** begin Extracted data **
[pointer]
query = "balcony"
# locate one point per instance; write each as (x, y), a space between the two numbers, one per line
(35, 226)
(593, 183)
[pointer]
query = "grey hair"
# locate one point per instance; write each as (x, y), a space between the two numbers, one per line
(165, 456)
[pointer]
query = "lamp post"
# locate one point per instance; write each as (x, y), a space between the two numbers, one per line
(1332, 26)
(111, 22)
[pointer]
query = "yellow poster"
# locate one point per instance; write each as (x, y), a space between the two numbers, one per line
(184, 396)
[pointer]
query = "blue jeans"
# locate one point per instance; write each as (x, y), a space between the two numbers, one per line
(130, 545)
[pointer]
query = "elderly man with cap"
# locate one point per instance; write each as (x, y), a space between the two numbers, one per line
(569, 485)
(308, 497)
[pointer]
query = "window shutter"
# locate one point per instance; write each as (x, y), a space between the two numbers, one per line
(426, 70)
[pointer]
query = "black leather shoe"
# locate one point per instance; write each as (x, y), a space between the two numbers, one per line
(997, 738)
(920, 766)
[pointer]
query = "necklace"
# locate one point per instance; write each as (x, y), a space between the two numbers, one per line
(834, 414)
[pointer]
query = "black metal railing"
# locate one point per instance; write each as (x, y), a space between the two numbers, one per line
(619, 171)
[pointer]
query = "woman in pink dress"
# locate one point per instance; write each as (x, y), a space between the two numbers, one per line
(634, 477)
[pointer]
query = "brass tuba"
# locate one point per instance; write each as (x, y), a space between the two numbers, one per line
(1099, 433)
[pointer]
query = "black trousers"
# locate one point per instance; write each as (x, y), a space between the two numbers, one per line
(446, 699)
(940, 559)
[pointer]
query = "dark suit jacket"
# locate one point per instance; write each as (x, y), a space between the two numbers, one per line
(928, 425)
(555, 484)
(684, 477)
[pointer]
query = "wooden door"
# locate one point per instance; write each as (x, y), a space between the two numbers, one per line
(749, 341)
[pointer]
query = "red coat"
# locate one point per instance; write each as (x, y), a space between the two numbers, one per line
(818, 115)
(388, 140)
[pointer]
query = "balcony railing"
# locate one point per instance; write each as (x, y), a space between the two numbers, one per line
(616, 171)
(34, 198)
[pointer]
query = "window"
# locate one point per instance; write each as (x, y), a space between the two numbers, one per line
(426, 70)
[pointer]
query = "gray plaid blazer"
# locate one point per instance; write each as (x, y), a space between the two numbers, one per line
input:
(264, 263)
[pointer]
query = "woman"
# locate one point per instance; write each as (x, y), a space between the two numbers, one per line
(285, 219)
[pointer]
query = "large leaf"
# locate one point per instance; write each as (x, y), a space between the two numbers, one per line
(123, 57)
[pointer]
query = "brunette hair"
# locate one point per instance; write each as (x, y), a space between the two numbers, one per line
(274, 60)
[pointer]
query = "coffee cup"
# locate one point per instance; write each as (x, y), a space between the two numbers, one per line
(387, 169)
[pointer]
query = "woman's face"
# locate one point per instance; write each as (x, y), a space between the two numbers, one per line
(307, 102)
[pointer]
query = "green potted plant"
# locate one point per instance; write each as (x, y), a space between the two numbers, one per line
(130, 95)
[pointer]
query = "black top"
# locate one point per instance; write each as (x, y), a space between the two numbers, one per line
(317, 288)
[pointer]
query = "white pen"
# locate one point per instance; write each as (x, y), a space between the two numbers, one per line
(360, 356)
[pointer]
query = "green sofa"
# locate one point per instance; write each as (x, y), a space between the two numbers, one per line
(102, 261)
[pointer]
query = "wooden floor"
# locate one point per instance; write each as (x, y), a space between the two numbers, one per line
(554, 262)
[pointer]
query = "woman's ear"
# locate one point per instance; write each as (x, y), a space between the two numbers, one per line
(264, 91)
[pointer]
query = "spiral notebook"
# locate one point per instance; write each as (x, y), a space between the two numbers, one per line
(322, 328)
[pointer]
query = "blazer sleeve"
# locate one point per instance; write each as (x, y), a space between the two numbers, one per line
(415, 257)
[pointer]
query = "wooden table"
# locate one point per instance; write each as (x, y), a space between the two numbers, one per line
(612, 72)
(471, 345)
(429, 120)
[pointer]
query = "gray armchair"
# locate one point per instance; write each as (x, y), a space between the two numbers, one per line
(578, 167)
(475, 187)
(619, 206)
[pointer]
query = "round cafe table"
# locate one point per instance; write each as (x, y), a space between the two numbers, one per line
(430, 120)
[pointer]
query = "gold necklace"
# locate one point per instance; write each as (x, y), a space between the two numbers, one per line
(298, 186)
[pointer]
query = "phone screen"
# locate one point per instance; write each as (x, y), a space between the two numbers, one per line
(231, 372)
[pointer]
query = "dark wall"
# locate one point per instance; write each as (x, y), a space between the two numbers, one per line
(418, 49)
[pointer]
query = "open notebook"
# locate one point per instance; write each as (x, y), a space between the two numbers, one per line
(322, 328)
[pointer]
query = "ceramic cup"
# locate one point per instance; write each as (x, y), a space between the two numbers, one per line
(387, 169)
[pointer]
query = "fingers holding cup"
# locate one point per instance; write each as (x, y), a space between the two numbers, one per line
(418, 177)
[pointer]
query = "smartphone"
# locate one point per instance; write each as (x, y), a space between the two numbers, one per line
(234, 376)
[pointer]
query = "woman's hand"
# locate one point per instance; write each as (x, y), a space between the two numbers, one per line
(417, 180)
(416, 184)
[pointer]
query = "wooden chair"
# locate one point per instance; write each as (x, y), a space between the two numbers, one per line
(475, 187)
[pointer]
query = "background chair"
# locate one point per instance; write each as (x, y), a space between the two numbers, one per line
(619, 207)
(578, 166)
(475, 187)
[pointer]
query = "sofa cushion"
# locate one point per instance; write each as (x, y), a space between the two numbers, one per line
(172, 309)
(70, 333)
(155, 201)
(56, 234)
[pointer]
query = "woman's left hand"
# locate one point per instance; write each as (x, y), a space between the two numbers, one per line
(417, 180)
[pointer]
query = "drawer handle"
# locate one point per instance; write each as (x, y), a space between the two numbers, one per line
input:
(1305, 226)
** end Extracted data **
Gather every line in the rows above that contains the word "notebook", with case counting.

query = "spiral notebook"
query = "open notebook"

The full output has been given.